■ **WORK TASK**
Output every record below exactly as it appears.

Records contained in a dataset
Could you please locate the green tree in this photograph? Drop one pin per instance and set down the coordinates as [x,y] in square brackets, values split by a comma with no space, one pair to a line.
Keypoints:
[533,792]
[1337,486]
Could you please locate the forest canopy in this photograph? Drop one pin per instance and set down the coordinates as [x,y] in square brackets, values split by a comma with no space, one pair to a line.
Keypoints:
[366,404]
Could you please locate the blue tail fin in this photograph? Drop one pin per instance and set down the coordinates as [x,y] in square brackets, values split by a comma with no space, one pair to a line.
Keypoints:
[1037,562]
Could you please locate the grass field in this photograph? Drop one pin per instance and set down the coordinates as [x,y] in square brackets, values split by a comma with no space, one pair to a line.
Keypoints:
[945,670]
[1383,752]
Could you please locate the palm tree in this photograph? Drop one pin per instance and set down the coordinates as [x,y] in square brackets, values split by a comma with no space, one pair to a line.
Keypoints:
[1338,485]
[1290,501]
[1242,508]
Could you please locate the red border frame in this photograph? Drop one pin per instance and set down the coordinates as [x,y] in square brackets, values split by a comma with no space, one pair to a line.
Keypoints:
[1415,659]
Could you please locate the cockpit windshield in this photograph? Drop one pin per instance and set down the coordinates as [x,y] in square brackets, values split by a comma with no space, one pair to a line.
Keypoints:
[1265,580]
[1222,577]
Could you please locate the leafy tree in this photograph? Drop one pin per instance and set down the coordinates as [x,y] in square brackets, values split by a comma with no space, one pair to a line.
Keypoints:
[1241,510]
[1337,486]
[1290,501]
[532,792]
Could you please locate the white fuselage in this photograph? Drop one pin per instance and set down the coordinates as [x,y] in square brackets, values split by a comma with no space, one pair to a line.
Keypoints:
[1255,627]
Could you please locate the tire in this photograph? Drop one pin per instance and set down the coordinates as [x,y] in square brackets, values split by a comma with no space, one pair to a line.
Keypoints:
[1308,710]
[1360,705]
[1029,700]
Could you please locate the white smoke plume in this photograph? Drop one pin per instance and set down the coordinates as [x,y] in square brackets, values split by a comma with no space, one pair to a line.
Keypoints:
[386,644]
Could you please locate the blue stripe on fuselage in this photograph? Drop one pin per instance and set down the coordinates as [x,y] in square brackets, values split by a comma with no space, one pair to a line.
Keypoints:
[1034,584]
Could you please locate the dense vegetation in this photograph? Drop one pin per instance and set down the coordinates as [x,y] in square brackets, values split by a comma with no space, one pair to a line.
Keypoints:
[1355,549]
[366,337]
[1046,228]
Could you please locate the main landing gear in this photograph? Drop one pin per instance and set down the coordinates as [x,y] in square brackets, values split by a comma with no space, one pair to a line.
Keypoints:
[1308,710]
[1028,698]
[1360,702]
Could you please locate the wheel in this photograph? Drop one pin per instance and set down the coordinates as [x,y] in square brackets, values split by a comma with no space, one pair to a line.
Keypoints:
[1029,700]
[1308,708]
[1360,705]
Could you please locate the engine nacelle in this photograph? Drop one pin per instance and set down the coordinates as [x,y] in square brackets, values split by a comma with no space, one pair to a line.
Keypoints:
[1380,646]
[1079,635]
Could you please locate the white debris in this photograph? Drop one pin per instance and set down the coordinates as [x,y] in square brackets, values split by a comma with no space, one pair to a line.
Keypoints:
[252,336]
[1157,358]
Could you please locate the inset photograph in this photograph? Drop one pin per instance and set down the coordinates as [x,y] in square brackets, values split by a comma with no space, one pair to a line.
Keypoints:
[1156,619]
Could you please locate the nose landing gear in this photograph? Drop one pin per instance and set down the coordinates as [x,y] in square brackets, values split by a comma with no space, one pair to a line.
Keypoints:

■ **REPLY TO THE TASK**
Could you please locate the green tree in this photograph? Drop one pin per instance and set down the coordinates as [x,y] in square brackets, values split by a comma with no space, one pair to a line.
Keypoints:
[533,792]
[1337,486]
Could you please locate the forest canopy in this photograph? Drop one pin per instance and set down the coordinates as [x,y] in square brackets, values split by a comma with no space, one pair to a line.
Keypoints:
[366,404]
Could you please locate the blue tail fin in this photograph? Drop one pin per instance and set down the coordinates as [x,y] in square brackets, values split by a comma with no space, one pair to a line.
Keypoints:
[1037,562]
Could you please locate the grass field in this photograph? Drop one pin per instance and set down the coordinates as [x,y] in square brackets, values split by a comma with no space, one pair to a line.
Keypoints:
[945,670]
[1383,752]
Could you please locate the palm tree in this photograph? Drop one pin per instance and set down the coordinates as [x,y] in square brackets, values split by a comma with no space, one pair to a line.
Keypoints:
[1338,485]
[1290,501]
[1242,508]
Could you please locate the red border frame in this photograph? Drop one pin per instance and set down the coordinates as [x,y] in square brackets, values split by a comma with no space, one pair to a line.
Keypoints:
[1415,659]
Could you please locate the cockpit windshield in this photograph? Drop one pin per instance and set down the coordinates as [x,y] in square brackets, values split by a comma with no space, one pair to a line.
Keypoints:
[1265,580]
[1222,577]
Could you please locate the leafy tree in this photograph? Drop one pin per instance and set down the coordinates as [x,y] in square brackets, values split by a comma with no space, one pair to a line.
Keypoints:
[1241,510]
[1337,486]
[1290,501]
[532,792]
Could you please locate the white fuselage in this photograph? Drop one pin per instance and set down the coordinates as [x,y] in square brackets, values split by a comma with no space, one pair to a line.
Keypoints:
[1255,627]
Could you please locate the tire in this photograph? Drop one pin per instance and set down the coordinates as [x,y] in square brackets, values split by a comma with no space, one pair to a line.
Keypoints:
[1308,710]
[1360,705]
[1029,700]
Could you please locate the white smoke plume in this photograph? Drop one pin per instance and set down the coordinates as [x,y] in square brackets, values split by a comma with no space, one pair to a line.
Keypoints:
[386,644]
Could you please locate the blue stripe on fuselage in this photograph? Drop one pin per instance and set down the coordinates as [x,y] in square brackets, values split by a comma with no space, one pair to a line.
Keypoints:
[1034,584]
Could you please locate the dense vegetation in this photograph? Drop one pin per instance and set down the coordinates as [x,y] in square brackets, values split by a comma with no space, one pair to a line.
Keypoints:
[1355,549]
[366,337]
[1046,228]
Could you please locate the main landing gear in this photograph? Drop one pin per instance and set down the coordinates as [x,y] in square brackets, values split by a comma with no space, one pair to a line.
Keypoints:
[1308,710]
[1028,698]
[1360,702]
Could you please locate the wheel in this photograph? Drop one pin per instance and set down the coordinates as [x,y] in square brackets, values split by a comma with no space, one pair to a line.
Keypoints:
[1029,700]
[1308,708]
[1360,705]
Could you please locate the engine nacelle in this photograph? Drop one pin per instance and set down the coordinates as [x,y] in square brackets, values split by a comma with no space, one pair to a line.
Keypoints:
[1380,646]
[1079,635]
Could you please locate the white debris in this photograph? Drop one pin per instance and set down the coordinates as [x,y] in square brackets, values split by a comma with no space, one pair to a line.
Keypoints:
[252,336]
[1157,358]
Could you please locate the inset photograph in this photograph? Drop one pin per instance and set down the coordinates as [x,y] in square brackets, values split by a comma with no space, one pair to a line.
Keypoints:
[1156,619]
Could you please locate the nose landing gear in this photograph? Drop one pin per instance and set down the coordinates as [x,y] in square brackets, values split by a comma with no space, one pair to a line.
Keypoints:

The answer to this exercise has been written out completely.